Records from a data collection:
--- begin ---

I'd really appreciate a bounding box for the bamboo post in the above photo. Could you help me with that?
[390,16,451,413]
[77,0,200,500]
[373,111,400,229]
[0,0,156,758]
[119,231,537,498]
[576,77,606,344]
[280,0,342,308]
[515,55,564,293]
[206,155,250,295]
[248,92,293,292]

--- end ---

*Exercise directions*: Format every line of the rows above as a Markdown table with the columns "Row" and "Text", numbering each line and leaving out any blank lines.

*In response*:
| Row | Text |
|---|---|
| 1 | I'd really appreciate a bounding box for the bamboo post in the above photo. Could you help me with that? |
| 2 | [390,16,451,413] |
| 3 | [77,0,200,500] |
| 4 | [373,111,400,229] |
| 5 | [0,0,156,758] |
| 6 | [119,231,537,498] |
| 7 | [576,77,606,344] |
| 8 | [280,0,342,308] |
| 9 | [515,55,564,293] |
| 10 | [206,155,250,295] |
| 11 | [248,92,293,292] |